_Exercise instructions_
Please state what w and h denote in Equation (6) of the passage below on the InnerMPDIoU loss function.

_Passage shown_
□ □ □ □
In response to the limitations of CIoU, this paper introduces the InnerMPDIoU loss function [24]. From the perspective of relative entropy (KL divergence), this loss function minimizes the distribution discrepancy between the predicted box and the ground-truth box. It further enhances precise alignment of the bounding box’s geometric center based on MPDIoU, using the differences in the top-left and bottom-right coordinates between the ground-truth box and the predicted box as constraints. This makes the regression process focus more on the geometric shape of the bounding box, achieving more accurate entropy minimization optimization and alleviating the gradient imbalance problem of CIoU. The definition of the InnerMPDIoU loss function is shown in Equation (6).

L_{InnerMPDIoU} = 1 - I o U + \frac{d_{1}^{2} + d_{2}^{2}}{w^{2} + h^{2}}

(6)

where

d_{1}

and

d_{2}

are the Euclidean distances between the corresponding corner points of the ground-truth bounding box and the predicted bounding box, as defined in Equation (7). w and h are the width and height of the true bounding box, respectively.
□ □ □ □
_Data_

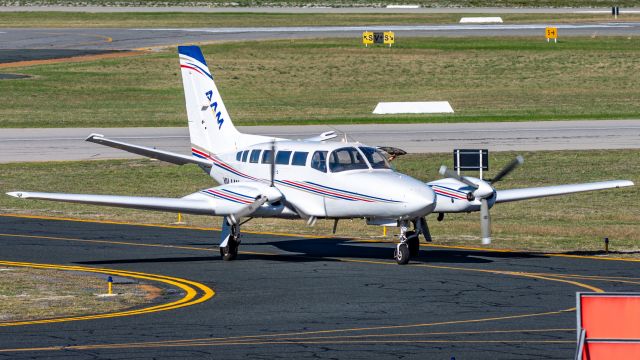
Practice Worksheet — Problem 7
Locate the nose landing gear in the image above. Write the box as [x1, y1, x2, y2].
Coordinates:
[393, 221, 424, 265]
[393, 221, 420, 265]
[220, 217, 240, 261]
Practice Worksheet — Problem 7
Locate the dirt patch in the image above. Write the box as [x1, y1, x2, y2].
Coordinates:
[0, 74, 31, 80]
[0, 50, 146, 69]
[0, 267, 163, 321]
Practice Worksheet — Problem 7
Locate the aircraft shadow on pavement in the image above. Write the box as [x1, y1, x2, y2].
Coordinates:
[76, 238, 546, 265]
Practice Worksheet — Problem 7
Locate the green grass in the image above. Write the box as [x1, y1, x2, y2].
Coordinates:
[0, 150, 640, 256]
[0, 37, 640, 128]
[0, 11, 640, 28]
[0, 267, 151, 322]
[0, 0, 638, 8]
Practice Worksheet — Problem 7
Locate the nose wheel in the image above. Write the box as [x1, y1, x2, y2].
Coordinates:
[393, 222, 420, 265]
[220, 224, 240, 261]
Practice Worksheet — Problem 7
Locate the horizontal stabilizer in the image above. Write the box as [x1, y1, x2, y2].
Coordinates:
[305, 130, 338, 141]
[496, 180, 633, 203]
[86, 134, 213, 168]
[7, 191, 215, 215]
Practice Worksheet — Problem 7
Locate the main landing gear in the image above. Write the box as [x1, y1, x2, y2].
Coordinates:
[393, 219, 431, 265]
[220, 218, 240, 261]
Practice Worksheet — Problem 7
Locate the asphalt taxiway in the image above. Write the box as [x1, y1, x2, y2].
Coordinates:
[0, 120, 640, 163]
[0, 216, 640, 359]
[0, 22, 640, 54]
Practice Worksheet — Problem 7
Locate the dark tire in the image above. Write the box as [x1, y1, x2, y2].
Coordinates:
[220, 239, 238, 261]
[407, 231, 420, 257]
[395, 244, 411, 265]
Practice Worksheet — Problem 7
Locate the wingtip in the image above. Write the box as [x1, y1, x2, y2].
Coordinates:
[6, 191, 29, 199]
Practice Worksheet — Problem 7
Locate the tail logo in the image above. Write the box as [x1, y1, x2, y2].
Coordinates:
[205, 90, 224, 130]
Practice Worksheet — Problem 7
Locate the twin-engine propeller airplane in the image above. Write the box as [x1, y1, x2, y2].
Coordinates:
[8, 46, 633, 264]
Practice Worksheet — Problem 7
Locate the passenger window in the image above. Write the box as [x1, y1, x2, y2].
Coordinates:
[311, 151, 327, 172]
[249, 150, 262, 164]
[262, 150, 273, 164]
[329, 148, 369, 172]
[360, 147, 391, 169]
[291, 151, 309, 166]
[276, 151, 291, 165]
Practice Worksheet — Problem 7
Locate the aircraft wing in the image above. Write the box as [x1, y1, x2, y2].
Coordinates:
[7, 182, 283, 220]
[85, 134, 213, 168]
[7, 191, 216, 215]
[496, 180, 634, 203]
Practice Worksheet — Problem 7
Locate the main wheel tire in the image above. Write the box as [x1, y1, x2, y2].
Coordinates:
[220, 239, 238, 261]
[407, 231, 420, 257]
[395, 244, 411, 265]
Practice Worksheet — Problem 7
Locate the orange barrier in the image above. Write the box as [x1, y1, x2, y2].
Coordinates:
[576, 293, 640, 360]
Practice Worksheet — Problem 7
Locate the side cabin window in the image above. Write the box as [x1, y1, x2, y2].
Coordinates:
[262, 150, 273, 164]
[291, 151, 309, 166]
[329, 147, 369, 172]
[249, 150, 261, 164]
[360, 147, 391, 169]
[311, 151, 327, 172]
[276, 151, 291, 165]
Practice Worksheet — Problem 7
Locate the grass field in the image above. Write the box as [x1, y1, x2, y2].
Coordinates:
[0, 150, 640, 256]
[0, 266, 150, 322]
[0, 37, 640, 127]
[0, 0, 638, 7]
[0, 12, 640, 28]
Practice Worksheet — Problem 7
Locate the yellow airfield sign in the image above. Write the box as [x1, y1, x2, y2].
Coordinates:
[362, 31, 373, 45]
[544, 26, 558, 42]
[383, 31, 396, 46]
[362, 31, 396, 46]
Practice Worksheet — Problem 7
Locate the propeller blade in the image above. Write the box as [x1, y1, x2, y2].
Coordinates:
[439, 165, 478, 189]
[271, 140, 276, 187]
[489, 155, 524, 183]
[229, 195, 267, 225]
[480, 199, 491, 245]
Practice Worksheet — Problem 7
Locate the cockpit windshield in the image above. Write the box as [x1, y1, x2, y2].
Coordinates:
[360, 147, 391, 169]
[329, 147, 369, 172]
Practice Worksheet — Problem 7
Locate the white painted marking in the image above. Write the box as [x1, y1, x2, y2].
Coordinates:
[387, 5, 420, 9]
[460, 16, 502, 24]
[373, 101, 453, 114]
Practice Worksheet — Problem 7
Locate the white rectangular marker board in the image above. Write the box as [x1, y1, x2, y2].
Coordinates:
[373, 101, 453, 114]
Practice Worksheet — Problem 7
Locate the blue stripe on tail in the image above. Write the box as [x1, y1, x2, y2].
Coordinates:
[178, 45, 207, 66]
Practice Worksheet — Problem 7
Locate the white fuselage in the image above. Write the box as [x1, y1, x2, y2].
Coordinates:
[194, 140, 436, 220]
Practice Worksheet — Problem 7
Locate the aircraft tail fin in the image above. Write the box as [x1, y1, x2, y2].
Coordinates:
[178, 46, 242, 158]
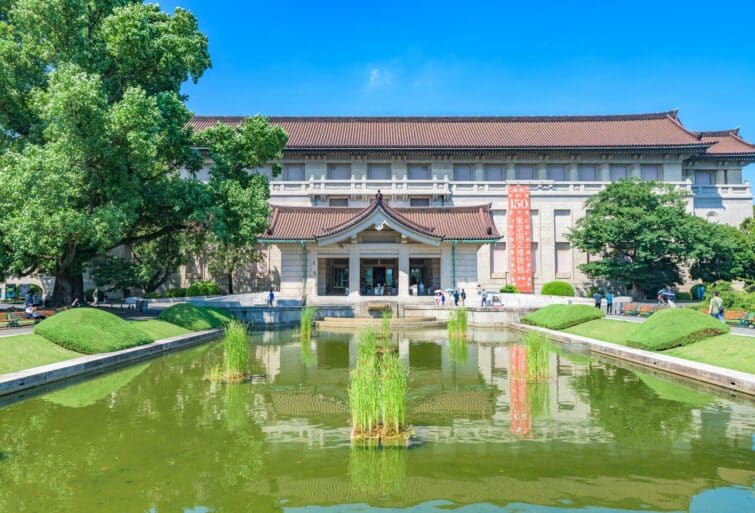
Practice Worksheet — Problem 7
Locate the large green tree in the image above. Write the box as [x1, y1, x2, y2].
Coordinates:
[567, 179, 690, 294]
[0, 0, 287, 303]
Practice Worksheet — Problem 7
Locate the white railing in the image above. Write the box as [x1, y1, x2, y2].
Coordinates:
[270, 177, 752, 198]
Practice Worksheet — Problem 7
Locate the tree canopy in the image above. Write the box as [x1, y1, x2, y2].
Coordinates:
[0, 0, 287, 303]
[567, 179, 755, 294]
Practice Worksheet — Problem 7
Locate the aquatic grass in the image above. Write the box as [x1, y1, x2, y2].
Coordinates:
[522, 331, 550, 382]
[299, 306, 317, 339]
[379, 353, 408, 435]
[448, 308, 469, 338]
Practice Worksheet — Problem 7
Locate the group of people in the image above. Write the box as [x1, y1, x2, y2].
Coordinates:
[592, 290, 613, 315]
[435, 289, 467, 308]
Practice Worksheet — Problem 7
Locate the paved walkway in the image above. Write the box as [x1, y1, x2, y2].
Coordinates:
[606, 315, 755, 337]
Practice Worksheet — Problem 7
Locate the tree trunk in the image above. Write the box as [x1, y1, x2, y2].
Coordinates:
[52, 270, 84, 306]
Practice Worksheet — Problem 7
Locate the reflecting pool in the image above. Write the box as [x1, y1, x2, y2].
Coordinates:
[0, 330, 755, 513]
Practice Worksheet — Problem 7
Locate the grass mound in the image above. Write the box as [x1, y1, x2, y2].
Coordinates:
[34, 308, 153, 354]
[159, 303, 233, 331]
[627, 308, 729, 351]
[522, 305, 605, 330]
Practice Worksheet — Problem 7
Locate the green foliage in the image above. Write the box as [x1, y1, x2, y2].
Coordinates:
[540, 281, 575, 297]
[34, 308, 153, 354]
[703, 281, 755, 312]
[628, 308, 729, 351]
[186, 281, 220, 297]
[349, 330, 409, 435]
[299, 306, 317, 340]
[522, 331, 550, 382]
[0, 0, 287, 303]
[159, 303, 233, 331]
[522, 305, 605, 330]
[223, 320, 249, 381]
[448, 308, 469, 338]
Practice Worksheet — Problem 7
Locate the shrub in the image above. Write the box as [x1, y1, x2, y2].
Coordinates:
[185, 281, 220, 297]
[34, 308, 153, 354]
[159, 303, 230, 331]
[522, 305, 605, 330]
[628, 308, 729, 351]
[540, 281, 574, 297]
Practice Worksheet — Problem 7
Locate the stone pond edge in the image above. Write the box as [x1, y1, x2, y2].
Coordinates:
[510, 323, 755, 396]
[0, 328, 223, 397]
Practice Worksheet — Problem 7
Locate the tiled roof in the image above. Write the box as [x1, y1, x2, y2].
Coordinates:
[191, 111, 706, 152]
[700, 128, 755, 156]
[260, 200, 501, 241]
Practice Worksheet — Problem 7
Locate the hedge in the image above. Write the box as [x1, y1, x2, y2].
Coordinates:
[540, 281, 574, 297]
[159, 303, 233, 331]
[522, 305, 605, 330]
[34, 308, 153, 354]
[627, 308, 729, 351]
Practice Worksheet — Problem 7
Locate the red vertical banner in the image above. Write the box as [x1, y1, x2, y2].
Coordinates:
[507, 185, 532, 293]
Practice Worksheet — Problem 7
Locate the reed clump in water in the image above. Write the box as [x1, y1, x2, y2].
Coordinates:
[349, 330, 411, 445]
[448, 308, 469, 338]
[524, 332, 550, 383]
[208, 320, 250, 383]
[299, 306, 317, 340]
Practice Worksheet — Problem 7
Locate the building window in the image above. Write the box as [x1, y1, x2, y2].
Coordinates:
[454, 164, 473, 182]
[609, 166, 629, 182]
[547, 166, 566, 182]
[640, 164, 660, 180]
[695, 171, 713, 185]
[367, 164, 391, 180]
[490, 242, 508, 274]
[406, 164, 430, 180]
[328, 198, 349, 207]
[328, 164, 351, 180]
[556, 242, 572, 277]
[516, 166, 535, 180]
[282, 164, 304, 182]
[485, 164, 505, 182]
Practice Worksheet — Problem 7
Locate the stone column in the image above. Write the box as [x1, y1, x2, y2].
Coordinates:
[349, 241, 361, 296]
[398, 242, 409, 296]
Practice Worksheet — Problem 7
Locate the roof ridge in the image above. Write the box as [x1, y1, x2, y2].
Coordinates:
[193, 110, 677, 123]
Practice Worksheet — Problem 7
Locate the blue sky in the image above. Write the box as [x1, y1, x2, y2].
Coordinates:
[159, 0, 755, 182]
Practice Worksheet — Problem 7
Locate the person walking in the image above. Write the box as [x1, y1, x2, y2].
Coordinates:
[708, 291, 724, 322]
[592, 292, 603, 310]
[606, 291, 613, 315]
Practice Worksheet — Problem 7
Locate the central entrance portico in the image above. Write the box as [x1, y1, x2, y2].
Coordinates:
[260, 193, 501, 299]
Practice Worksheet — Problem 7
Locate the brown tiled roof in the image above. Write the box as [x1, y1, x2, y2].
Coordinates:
[700, 128, 755, 157]
[260, 200, 501, 241]
[191, 111, 706, 152]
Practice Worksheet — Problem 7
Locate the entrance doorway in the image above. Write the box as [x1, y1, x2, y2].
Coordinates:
[360, 258, 398, 296]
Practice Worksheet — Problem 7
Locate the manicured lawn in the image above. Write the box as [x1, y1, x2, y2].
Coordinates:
[563, 319, 639, 345]
[132, 319, 190, 340]
[663, 334, 755, 374]
[0, 334, 83, 374]
[562, 319, 755, 374]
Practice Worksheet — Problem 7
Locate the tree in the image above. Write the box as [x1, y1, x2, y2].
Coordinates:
[567, 179, 690, 294]
[0, 0, 287, 304]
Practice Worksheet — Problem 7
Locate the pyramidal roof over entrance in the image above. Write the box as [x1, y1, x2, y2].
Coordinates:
[191, 110, 755, 155]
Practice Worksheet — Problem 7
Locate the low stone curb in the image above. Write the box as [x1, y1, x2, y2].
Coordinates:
[511, 323, 755, 396]
[0, 329, 223, 397]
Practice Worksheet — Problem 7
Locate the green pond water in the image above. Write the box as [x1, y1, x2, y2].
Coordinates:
[0, 331, 755, 513]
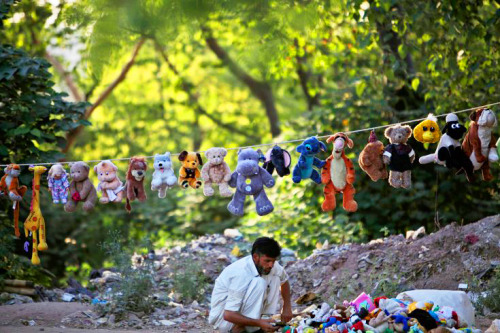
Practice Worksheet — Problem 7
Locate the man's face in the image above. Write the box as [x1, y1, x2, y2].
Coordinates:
[252, 253, 276, 275]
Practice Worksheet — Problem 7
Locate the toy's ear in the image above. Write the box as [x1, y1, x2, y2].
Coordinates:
[179, 150, 188, 162]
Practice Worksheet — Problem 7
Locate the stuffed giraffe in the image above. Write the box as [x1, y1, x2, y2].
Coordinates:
[24, 165, 48, 265]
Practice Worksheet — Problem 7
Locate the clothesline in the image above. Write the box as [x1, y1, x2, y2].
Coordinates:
[0, 102, 500, 167]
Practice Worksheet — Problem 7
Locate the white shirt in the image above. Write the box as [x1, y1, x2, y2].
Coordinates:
[208, 255, 288, 327]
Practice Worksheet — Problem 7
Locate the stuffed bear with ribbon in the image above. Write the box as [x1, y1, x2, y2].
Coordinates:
[292, 136, 326, 184]
[262, 146, 292, 177]
[227, 148, 275, 216]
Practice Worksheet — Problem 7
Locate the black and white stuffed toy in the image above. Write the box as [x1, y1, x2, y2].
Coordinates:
[418, 113, 474, 181]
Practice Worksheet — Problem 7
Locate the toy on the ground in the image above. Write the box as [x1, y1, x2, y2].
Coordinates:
[321, 133, 358, 212]
[227, 148, 275, 216]
[462, 108, 498, 181]
[413, 113, 441, 144]
[383, 124, 415, 188]
[179, 150, 203, 189]
[358, 131, 389, 182]
[292, 136, 326, 184]
[125, 157, 148, 213]
[94, 160, 125, 204]
[201, 147, 233, 197]
[24, 165, 48, 265]
[418, 113, 474, 182]
[0, 164, 28, 238]
[262, 146, 292, 177]
[151, 151, 177, 198]
[64, 162, 97, 213]
[47, 163, 69, 205]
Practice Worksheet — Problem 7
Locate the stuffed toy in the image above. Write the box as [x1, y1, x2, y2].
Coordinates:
[125, 157, 148, 213]
[151, 151, 177, 198]
[358, 131, 389, 182]
[64, 162, 97, 213]
[413, 113, 441, 144]
[383, 124, 415, 188]
[418, 113, 474, 182]
[201, 148, 233, 197]
[262, 146, 292, 177]
[0, 164, 28, 238]
[24, 165, 48, 265]
[47, 163, 69, 205]
[321, 133, 358, 212]
[227, 148, 274, 216]
[292, 136, 326, 184]
[179, 150, 203, 189]
[462, 108, 498, 181]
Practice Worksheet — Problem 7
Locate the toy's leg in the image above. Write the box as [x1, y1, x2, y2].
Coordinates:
[401, 170, 411, 188]
[203, 181, 215, 197]
[227, 191, 246, 216]
[342, 184, 358, 212]
[311, 170, 321, 184]
[321, 182, 337, 212]
[219, 182, 233, 197]
[253, 190, 274, 216]
[38, 215, 49, 251]
[31, 230, 40, 265]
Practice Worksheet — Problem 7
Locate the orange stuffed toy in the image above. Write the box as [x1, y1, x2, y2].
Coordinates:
[321, 133, 358, 212]
[179, 150, 203, 188]
[0, 164, 28, 237]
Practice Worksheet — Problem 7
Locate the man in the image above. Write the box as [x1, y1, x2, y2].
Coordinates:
[208, 237, 292, 333]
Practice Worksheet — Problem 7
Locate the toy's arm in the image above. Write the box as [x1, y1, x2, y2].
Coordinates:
[259, 167, 275, 187]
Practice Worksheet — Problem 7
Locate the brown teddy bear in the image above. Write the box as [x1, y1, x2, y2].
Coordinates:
[64, 162, 97, 213]
[358, 131, 389, 182]
[94, 160, 124, 204]
[179, 150, 203, 189]
[201, 147, 233, 197]
[125, 157, 148, 213]
[383, 124, 415, 188]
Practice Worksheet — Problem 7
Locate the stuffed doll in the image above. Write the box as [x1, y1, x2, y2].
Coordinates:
[292, 136, 326, 184]
[0, 164, 28, 238]
[358, 131, 389, 182]
[64, 162, 97, 213]
[125, 157, 148, 213]
[262, 146, 292, 177]
[201, 147, 233, 197]
[94, 160, 125, 204]
[418, 113, 474, 181]
[462, 108, 498, 181]
[151, 151, 177, 198]
[321, 133, 358, 212]
[47, 163, 69, 205]
[413, 113, 441, 144]
[227, 148, 274, 216]
[383, 124, 415, 188]
[179, 150, 203, 189]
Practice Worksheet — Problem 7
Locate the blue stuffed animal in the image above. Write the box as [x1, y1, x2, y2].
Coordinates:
[292, 136, 326, 184]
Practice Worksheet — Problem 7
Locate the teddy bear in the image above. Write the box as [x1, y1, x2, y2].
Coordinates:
[383, 124, 415, 188]
[125, 157, 148, 213]
[358, 131, 389, 182]
[151, 151, 177, 198]
[64, 162, 97, 213]
[94, 160, 124, 204]
[47, 163, 69, 205]
[292, 136, 326, 184]
[201, 147, 233, 197]
[227, 148, 275, 216]
[179, 150, 203, 189]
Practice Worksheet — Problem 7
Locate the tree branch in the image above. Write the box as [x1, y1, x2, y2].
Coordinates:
[201, 26, 281, 137]
[62, 37, 146, 153]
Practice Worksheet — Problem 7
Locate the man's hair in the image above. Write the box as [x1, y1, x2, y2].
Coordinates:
[252, 237, 281, 258]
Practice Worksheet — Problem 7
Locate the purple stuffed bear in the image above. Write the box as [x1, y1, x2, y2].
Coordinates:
[227, 148, 274, 216]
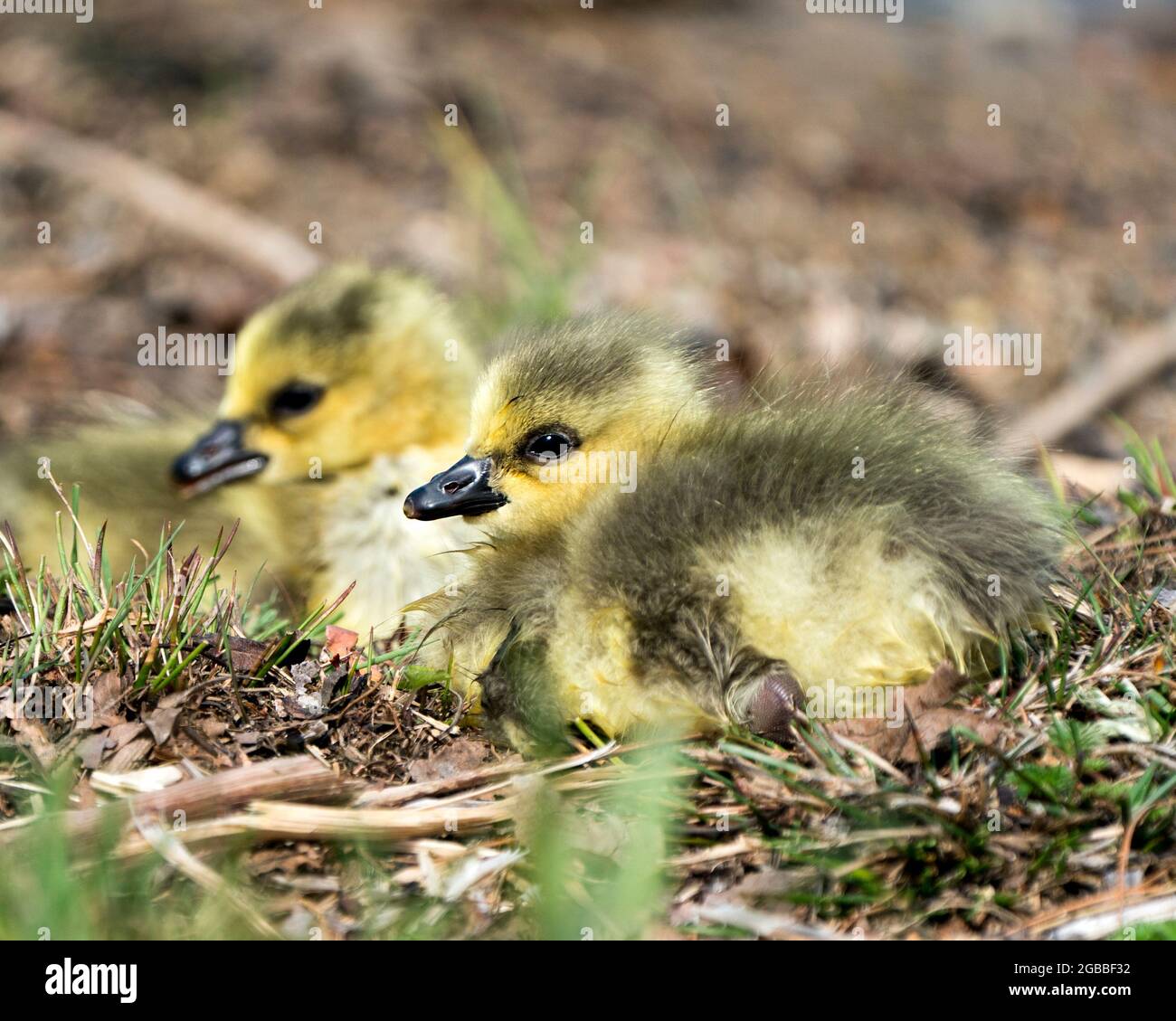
□ □ □ □
_Solved problem_
They are the width and height of the true bounding box.